Extrait -
* * * *

Treilhard, et avec lui des hommes éminens, voulaient à ce tournant de notre histoire judiciaire la constitution d’une telle magistrature ; mais un parti puissant, celui des Portalis et des Bigot-Préameneu, désirait au contraire un retour aux habitudes de l’ancien régime, aux compagnies nombreuses et oisives, distraites et aiguillonnées par les soins de l’avancement et par le goût des récompenses, devenant le contre de ces rassemblemens d’officiers de justice, qui absorbaient une si grande part de la vie et de l’activité nationales.

Peu à peu, et notamment en ce qui touche la fonction et le choix du président des assises, Bonaparte passa du camp de Treilhard au camp de ses contradicteurs. On allait arriver, par de curieuses gradations, de la conception de quelques grands juges ayant un caractère national, à l’idée d’un président fonctionnaire, extrait de compagnies nombreuses, désigné par l’exécutif ; et on allait arriver même à le désigner, non pas pour occuper son poste d’une façon permanente, mais bien pour y passer un trimestre, ou pour la durée d’une session, et peut-être en vue de telle affaire déjà prête et instruite, à lui personnellement réservée.

* * * *

Données fournies -
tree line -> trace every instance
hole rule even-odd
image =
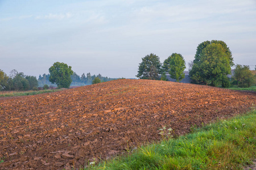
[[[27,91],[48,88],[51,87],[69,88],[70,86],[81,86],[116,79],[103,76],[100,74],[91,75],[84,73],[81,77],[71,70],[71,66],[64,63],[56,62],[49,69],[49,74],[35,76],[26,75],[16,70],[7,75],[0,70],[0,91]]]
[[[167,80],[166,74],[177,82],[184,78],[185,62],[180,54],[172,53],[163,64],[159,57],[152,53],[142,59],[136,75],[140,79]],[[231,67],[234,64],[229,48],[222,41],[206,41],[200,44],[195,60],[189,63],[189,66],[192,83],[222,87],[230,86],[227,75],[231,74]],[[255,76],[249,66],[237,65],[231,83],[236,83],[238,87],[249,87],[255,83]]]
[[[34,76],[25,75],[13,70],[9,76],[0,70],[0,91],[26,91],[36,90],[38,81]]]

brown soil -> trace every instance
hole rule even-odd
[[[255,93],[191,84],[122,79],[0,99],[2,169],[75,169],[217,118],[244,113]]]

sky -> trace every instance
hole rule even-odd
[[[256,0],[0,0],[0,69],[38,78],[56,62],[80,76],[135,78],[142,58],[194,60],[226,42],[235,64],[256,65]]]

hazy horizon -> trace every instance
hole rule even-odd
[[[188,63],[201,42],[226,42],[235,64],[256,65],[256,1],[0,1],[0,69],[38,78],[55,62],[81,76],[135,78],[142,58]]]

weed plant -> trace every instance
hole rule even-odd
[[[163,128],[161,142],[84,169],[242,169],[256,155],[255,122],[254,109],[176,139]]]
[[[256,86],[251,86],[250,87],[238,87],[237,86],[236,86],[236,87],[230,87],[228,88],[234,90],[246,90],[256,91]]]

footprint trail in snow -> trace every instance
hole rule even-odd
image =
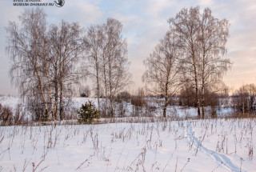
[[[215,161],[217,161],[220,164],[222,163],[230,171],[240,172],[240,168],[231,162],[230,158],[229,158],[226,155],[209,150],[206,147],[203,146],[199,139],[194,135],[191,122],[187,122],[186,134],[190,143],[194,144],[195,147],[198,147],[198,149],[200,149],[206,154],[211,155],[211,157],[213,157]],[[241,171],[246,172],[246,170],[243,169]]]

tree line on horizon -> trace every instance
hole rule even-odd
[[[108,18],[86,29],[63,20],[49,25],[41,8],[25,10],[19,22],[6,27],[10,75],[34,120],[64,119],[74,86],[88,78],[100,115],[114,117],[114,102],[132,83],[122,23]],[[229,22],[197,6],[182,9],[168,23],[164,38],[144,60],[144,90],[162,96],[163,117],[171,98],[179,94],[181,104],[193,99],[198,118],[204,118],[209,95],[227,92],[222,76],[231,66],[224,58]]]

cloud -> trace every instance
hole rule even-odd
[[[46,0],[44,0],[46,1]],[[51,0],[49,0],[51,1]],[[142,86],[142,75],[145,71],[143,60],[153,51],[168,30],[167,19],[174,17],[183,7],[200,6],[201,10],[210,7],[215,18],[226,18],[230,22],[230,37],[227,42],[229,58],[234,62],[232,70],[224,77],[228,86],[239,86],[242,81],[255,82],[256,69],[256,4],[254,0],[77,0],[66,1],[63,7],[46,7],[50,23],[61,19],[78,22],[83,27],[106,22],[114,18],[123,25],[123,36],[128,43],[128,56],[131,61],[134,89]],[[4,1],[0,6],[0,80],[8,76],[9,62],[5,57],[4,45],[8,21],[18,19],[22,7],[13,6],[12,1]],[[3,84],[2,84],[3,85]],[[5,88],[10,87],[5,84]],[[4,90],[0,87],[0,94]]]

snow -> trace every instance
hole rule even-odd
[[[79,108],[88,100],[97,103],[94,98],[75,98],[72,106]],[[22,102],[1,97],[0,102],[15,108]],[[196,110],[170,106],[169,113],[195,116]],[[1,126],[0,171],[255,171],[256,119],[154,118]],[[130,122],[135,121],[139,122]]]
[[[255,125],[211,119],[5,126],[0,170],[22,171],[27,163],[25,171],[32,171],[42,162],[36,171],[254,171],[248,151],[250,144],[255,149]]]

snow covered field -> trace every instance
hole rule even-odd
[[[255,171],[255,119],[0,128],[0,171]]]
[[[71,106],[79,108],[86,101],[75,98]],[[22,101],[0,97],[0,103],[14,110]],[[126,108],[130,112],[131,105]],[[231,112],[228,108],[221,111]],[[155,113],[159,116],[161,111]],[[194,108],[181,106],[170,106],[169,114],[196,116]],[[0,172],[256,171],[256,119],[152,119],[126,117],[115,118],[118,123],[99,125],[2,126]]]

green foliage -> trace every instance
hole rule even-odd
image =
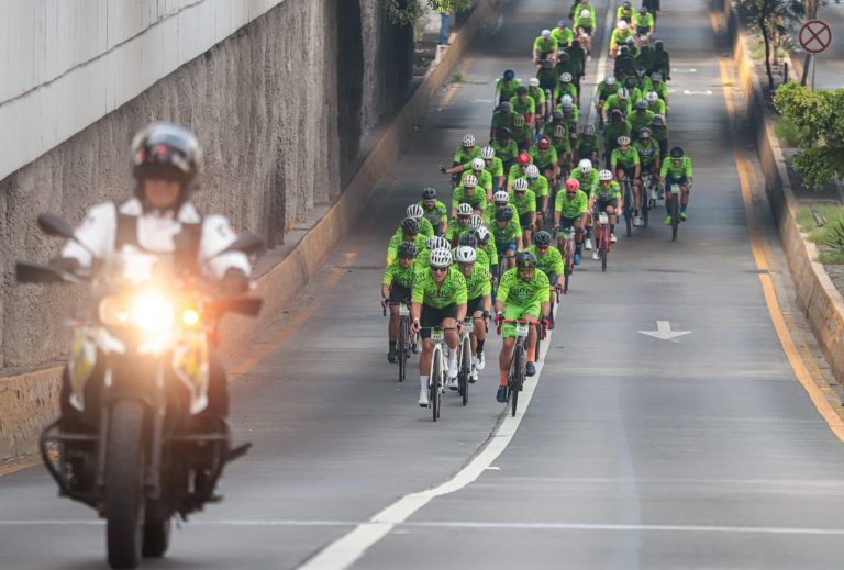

* * * *

Consigne - Transcrivez sans rien changer, s'il vous plaît, le passage de l'extrait allant de « Treilhard, et avec » à « de l’activité nationales. ».

Résultat attendu -
Treilhard, et avec lui des hommes éminens, voulaient à ce tournant de notre histoire judiciaire la constitution d’une telle magistrature ; mais un parti puissant, celui des Portalis et des Bigot-Préameneu, désirait au contraire un retour aux habitudes de l’ancien régime, aux compagnies nombreuses et oisives, distraites et aiguillonnées par les soins de l’avancement et par le goût des récompenses, devenant le contre de ces rassemblemens d’officiers de justice, qui absorbaient une si grande part de la vie et de l’activité nationales.